_Dataset entries_.
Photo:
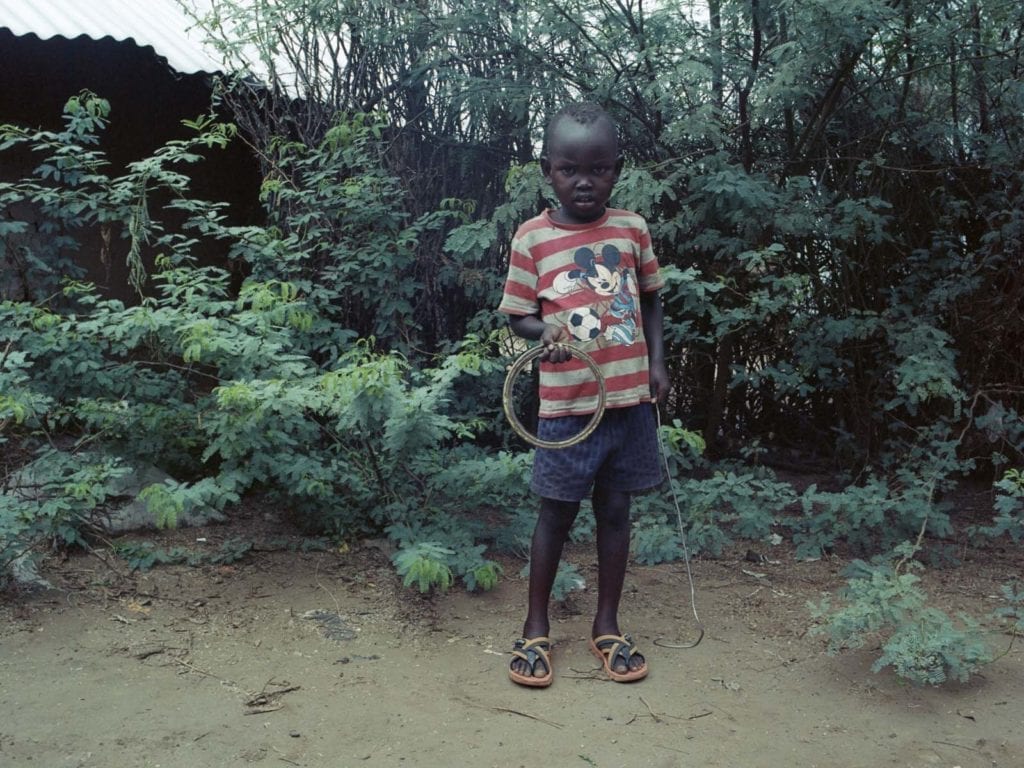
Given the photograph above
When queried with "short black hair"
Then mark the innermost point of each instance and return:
(583, 113)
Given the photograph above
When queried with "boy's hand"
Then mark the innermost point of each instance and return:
(553, 339)
(659, 383)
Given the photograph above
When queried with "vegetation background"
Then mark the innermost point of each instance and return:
(836, 195)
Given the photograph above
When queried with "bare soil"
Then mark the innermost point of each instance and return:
(290, 658)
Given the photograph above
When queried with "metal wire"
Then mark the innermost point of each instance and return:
(682, 539)
(525, 358)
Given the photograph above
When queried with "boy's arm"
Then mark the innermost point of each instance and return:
(531, 327)
(650, 311)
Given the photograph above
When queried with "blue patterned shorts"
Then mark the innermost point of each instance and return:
(621, 455)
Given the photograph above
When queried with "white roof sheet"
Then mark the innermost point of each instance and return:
(161, 25)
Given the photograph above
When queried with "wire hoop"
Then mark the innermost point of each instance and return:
(524, 359)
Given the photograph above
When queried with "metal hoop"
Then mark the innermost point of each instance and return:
(517, 368)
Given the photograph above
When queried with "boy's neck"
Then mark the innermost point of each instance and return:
(559, 216)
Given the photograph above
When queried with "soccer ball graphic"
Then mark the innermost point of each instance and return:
(585, 324)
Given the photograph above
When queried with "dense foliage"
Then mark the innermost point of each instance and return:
(836, 190)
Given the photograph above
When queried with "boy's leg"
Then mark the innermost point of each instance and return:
(553, 525)
(611, 513)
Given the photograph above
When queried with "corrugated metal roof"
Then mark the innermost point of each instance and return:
(161, 25)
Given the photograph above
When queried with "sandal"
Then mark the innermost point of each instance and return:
(534, 652)
(613, 648)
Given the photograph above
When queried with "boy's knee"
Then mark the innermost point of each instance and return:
(558, 514)
(611, 508)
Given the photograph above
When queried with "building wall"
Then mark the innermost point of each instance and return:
(148, 101)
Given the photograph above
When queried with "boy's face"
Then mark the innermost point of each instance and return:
(582, 166)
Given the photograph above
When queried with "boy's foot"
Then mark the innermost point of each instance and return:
(531, 663)
(622, 662)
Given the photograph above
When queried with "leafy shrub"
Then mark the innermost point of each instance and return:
(921, 643)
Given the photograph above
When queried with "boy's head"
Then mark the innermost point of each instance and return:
(581, 162)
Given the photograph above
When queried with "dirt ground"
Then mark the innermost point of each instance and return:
(289, 658)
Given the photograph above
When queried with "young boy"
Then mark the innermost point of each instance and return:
(586, 274)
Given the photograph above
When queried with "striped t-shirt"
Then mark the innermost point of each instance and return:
(587, 278)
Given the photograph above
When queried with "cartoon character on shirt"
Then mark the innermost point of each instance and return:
(612, 315)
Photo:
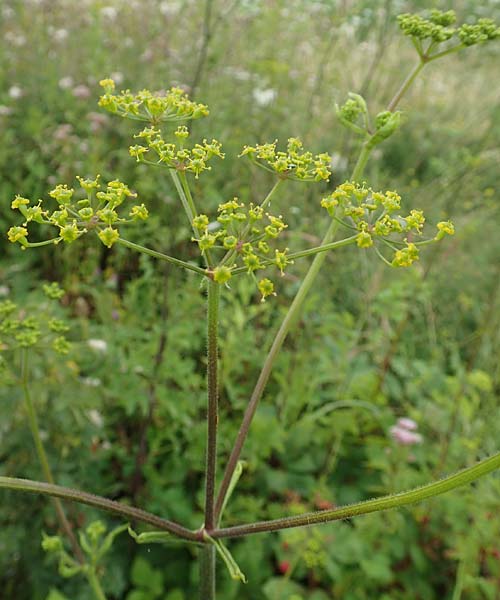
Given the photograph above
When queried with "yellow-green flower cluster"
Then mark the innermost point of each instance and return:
(193, 160)
(21, 328)
(94, 207)
(376, 216)
(478, 33)
(245, 236)
(174, 105)
(437, 26)
(295, 163)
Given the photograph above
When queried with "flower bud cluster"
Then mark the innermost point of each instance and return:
(295, 163)
(246, 234)
(99, 211)
(375, 215)
(21, 328)
(192, 160)
(174, 105)
(438, 28)
(353, 114)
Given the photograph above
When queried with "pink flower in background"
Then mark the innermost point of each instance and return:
(65, 83)
(15, 92)
(405, 432)
(407, 423)
(81, 91)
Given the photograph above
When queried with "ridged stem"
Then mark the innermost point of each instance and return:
(212, 401)
(42, 455)
(425, 492)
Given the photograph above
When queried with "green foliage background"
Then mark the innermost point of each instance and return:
(373, 344)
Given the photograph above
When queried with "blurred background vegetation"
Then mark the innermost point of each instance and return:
(124, 418)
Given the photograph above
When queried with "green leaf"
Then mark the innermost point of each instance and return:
(158, 537)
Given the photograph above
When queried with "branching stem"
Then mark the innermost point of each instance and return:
(42, 455)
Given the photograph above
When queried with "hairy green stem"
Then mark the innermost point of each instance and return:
(188, 209)
(122, 510)
(289, 319)
(294, 310)
(212, 408)
(42, 455)
(406, 85)
(207, 572)
(425, 492)
(161, 256)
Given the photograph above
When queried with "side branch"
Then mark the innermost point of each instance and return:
(128, 512)
(425, 492)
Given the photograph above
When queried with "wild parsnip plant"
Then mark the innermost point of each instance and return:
(238, 240)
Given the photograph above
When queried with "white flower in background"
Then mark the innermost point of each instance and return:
(264, 97)
(90, 381)
(65, 83)
(81, 91)
(15, 92)
(407, 423)
(60, 35)
(15, 39)
(147, 55)
(239, 74)
(98, 345)
(95, 417)
(168, 8)
(109, 12)
(117, 77)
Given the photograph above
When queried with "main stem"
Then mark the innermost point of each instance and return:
(268, 365)
(406, 84)
(42, 455)
(207, 554)
(207, 572)
(212, 408)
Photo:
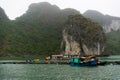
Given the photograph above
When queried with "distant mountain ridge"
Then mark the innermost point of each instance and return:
(108, 23)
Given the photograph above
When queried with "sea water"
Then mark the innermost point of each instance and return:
(58, 72)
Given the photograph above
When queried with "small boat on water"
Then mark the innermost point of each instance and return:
(85, 61)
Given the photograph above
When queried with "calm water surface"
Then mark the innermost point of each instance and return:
(58, 72)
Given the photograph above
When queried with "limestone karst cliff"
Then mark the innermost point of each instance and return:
(81, 36)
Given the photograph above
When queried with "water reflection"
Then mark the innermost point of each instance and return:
(57, 72)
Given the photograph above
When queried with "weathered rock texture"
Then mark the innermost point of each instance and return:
(114, 25)
(86, 38)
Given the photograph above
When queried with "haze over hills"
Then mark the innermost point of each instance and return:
(37, 32)
(108, 23)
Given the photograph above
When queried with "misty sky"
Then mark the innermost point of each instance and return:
(15, 8)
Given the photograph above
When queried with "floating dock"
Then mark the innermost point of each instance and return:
(52, 62)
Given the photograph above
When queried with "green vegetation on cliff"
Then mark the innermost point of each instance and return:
(113, 43)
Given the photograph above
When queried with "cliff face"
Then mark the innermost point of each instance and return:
(72, 47)
(3, 16)
(108, 23)
(83, 37)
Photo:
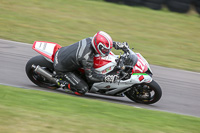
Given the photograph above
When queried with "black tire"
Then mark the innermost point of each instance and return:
(177, 6)
(137, 91)
(155, 1)
(114, 1)
(197, 5)
(154, 6)
(134, 2)
(36, 78)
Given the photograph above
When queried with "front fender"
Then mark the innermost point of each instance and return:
(140, 78)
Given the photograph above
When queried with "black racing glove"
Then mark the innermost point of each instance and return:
(111, 78)
(119, 45)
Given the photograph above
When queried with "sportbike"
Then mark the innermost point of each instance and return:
(135, 76)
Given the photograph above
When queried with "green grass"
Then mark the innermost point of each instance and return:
(164, 38)
(31, 111)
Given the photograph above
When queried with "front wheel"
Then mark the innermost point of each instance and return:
(146, 93)
(37, 78)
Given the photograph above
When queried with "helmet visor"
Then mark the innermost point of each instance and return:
(104, 50)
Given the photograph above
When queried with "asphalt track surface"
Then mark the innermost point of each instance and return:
(181, 89)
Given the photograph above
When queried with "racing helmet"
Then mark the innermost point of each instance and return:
(102, 43)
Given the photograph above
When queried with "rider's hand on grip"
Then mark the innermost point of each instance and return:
(119, 45)
(111, 78)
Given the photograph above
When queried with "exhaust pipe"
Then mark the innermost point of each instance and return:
(44, 73)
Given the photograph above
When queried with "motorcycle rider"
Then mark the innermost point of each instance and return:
(80, 55)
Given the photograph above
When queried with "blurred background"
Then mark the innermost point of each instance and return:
(166, 32)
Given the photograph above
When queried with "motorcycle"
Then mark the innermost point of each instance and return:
(135, 75)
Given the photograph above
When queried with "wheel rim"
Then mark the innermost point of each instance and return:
(43, 82)
(142, 93)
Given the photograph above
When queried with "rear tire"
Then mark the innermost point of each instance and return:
(142, 93)
(36, 78)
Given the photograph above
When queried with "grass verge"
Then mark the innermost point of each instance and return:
(23, 110)
(164, 38)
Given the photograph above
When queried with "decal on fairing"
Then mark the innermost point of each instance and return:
(103, 65)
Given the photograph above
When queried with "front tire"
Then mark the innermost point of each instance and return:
(36, 78)
(146, 93)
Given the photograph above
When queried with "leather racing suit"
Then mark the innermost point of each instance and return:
(78, 55)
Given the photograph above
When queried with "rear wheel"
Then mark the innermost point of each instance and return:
(37, 78)
(146, 93)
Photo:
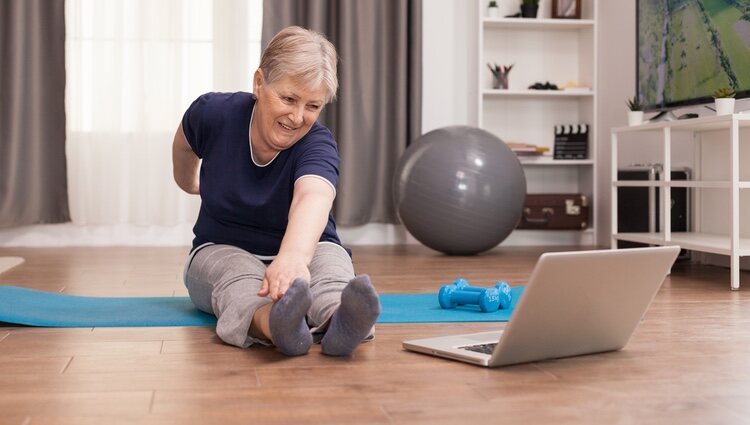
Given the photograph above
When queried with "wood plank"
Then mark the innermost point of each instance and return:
(118, 404)
(32, 365)
(77, 348)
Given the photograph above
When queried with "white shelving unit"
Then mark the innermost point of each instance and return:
(543, 50)
(699, 239)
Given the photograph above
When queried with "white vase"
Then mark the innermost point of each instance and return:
(635, 117)
(724, 105)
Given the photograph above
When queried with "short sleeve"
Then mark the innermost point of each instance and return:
(318, 156)
(195, 124)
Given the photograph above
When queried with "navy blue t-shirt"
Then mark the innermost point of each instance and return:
(244, 204)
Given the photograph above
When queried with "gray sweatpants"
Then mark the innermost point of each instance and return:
(223, 280)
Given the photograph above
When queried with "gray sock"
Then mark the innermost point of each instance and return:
(289, 329)
(352, 322)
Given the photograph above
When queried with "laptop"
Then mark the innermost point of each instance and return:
(575, 303)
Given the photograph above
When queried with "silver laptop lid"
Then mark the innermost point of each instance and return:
(583, 302)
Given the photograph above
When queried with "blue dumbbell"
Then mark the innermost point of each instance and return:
(487, 299)
(504, 292)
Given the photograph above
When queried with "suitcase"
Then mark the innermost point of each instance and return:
(555, 212)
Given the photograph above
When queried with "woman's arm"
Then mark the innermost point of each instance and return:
(185, 163)
(308, 216)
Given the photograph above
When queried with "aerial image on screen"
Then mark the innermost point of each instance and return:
(689, 48)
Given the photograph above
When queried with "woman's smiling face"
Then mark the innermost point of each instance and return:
(285, 111)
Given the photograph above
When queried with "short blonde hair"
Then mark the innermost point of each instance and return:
(301, 54)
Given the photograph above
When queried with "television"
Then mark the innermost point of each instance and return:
(686, 49)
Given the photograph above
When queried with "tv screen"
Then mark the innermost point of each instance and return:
(689, 48)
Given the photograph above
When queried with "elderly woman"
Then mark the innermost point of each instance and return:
(266, 259)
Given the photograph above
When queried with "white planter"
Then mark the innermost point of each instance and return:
(724, 105)
(635, 117)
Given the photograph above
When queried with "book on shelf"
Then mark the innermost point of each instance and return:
(571, 141)
(526, 149)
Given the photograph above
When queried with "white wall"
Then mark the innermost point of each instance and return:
(448, 56)
(449, 98)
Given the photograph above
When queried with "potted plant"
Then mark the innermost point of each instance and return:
(492, 9)
(724, 101)
(529, 8)
(635, 113)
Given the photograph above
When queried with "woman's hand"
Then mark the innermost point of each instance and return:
(281, 273)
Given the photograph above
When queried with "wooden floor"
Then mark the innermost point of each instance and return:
(688, 363)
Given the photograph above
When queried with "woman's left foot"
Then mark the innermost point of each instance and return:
(354, 319)
(289, 330)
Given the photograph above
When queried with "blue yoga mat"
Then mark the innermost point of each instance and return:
(29, 307)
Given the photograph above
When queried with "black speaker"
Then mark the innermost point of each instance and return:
(639, 208)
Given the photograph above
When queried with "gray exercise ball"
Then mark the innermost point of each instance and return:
(459, 190)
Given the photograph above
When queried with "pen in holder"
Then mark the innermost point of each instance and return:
(500, 75)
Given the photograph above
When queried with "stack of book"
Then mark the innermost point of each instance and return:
(571, 141)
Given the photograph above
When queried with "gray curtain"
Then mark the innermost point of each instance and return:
(33, 179)
(378, 111)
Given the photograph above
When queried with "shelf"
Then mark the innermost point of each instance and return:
(538, 24)
(704, 242)
(681, 183)
(707, 123)
(549, 161)
(536, 93)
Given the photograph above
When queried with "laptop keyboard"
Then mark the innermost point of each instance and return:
(480, 348)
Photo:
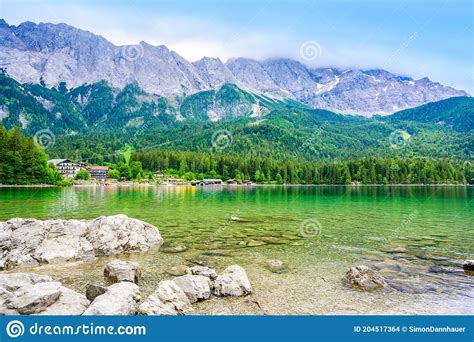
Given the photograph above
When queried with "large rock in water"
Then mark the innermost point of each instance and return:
(168, 299)
(116, 271)
(232, 282)
(203, 271)
(30, 242)
(196, 287)
(468, 265)
(363, 278)
(120, 300)
(27, 293)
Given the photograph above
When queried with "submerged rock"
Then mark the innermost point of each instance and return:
(410, 286)
(30, 242)
(35, 298)
(363, 278)
(232, 282)
(276, 266)
(27, 293)
(176, 271)
(202, 270)
(468, 265)
(13, 281)
(196, 287)
(174, 249)
(94, 290)
(120, 299)
(168, 299)
(116, 271)
(69, 303)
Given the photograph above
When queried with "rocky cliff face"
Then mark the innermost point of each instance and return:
(51, 54)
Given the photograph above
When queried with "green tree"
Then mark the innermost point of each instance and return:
(114, 174)
(83, 175)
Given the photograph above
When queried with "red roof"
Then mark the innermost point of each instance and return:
(98, 168)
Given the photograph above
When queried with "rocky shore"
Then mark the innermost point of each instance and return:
(122, 290)
(33, 294)
(30, 242)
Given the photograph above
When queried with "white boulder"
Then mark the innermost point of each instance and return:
(232, 282)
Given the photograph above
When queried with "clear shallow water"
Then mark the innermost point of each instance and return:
(415, 236)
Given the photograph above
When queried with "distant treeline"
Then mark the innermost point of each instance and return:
(371, 170)
(23, 162)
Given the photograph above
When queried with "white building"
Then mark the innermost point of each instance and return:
(66, 167)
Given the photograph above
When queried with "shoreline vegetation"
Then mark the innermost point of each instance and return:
(24, 162)
(127, 184)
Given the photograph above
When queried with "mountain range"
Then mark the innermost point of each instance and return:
(78, 63)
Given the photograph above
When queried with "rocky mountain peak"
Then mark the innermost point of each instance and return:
(55, 53)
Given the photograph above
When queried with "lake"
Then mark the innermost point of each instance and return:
(417, 237)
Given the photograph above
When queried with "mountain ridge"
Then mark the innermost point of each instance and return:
(51, 54)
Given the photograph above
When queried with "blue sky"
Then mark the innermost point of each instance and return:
(415, 38)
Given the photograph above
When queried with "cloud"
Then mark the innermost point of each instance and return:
(193, 37)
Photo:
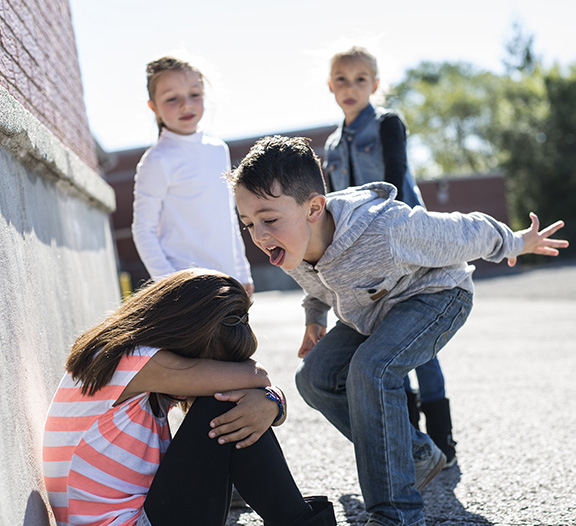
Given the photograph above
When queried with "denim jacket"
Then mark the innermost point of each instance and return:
(361, 146)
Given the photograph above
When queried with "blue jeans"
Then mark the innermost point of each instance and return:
(430, 381)
(357, 383)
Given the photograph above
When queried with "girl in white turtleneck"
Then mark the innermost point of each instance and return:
(184, 211)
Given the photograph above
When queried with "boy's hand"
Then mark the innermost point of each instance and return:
(538, 242)
(313, 333)
(248, 421)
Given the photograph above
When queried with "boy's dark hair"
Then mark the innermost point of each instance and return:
(289, 161)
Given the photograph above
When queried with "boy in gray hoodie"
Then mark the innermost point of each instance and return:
(399, 284)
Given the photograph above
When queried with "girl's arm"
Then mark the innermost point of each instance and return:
(150, 189)
(171, 374)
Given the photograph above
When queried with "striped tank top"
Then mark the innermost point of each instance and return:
(100, 460)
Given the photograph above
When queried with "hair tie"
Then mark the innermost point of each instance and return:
(233, 320)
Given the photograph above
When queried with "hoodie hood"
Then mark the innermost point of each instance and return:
(353, 210)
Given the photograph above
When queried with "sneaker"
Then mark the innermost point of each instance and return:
(427, 469)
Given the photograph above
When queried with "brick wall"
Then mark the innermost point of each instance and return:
(39, 68)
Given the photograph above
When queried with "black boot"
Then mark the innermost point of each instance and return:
(323, 512)
(413, 408)
(439, 427)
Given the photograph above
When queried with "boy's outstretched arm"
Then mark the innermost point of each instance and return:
(314, 331)
(536, 242)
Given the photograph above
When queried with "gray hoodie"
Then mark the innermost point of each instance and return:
(384, 252)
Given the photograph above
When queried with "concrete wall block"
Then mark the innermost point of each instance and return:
(23, 135)
(58, 278)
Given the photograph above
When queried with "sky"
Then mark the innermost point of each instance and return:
(267, 61)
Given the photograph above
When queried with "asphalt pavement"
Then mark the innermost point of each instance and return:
(510, 377)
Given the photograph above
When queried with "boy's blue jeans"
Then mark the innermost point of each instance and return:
(357, 383)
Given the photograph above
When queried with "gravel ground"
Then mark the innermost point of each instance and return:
(510, 378)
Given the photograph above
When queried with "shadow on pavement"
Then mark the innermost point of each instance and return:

_Directive_.
How many of the lines above contain the string "striped"? Reply with the number alone.

_Solution_.
2